## [Exercise goal]
What lines of the data below hold the string "tank"? Copy each one.

(Dataset entries)
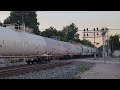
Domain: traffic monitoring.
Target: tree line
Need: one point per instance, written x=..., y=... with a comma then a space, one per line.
x=67, y=34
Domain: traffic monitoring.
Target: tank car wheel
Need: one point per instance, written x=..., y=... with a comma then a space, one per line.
x=28, y=62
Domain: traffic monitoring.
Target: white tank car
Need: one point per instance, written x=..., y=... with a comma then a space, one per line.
x=14, y=43
x=55, y=47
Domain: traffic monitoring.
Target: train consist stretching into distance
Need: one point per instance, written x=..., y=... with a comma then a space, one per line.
x=34, y=48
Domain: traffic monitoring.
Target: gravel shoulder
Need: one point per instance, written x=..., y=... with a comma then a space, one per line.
x=65, y=72
x=103, y=71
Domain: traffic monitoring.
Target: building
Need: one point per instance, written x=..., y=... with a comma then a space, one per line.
x=18, y=27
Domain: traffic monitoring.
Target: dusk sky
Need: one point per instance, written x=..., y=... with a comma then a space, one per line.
x=82, y=19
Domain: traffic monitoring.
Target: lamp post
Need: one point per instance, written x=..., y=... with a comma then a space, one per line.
x=103, y=31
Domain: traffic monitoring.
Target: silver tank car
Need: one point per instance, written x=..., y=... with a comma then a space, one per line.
x=14, y=43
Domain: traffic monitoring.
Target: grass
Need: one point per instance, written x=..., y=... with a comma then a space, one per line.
x=84, y=68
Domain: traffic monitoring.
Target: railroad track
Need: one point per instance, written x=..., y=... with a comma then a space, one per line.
x=17, y=70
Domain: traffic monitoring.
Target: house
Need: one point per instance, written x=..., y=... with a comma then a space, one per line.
x=18, y=27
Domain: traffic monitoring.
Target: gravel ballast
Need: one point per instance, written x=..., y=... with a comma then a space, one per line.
x=65, y=72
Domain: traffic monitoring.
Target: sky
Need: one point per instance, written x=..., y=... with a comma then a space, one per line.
x=82, y=19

## [Solved problem]
Target: tank car wheel
Target: white tank car
Target: silver tank car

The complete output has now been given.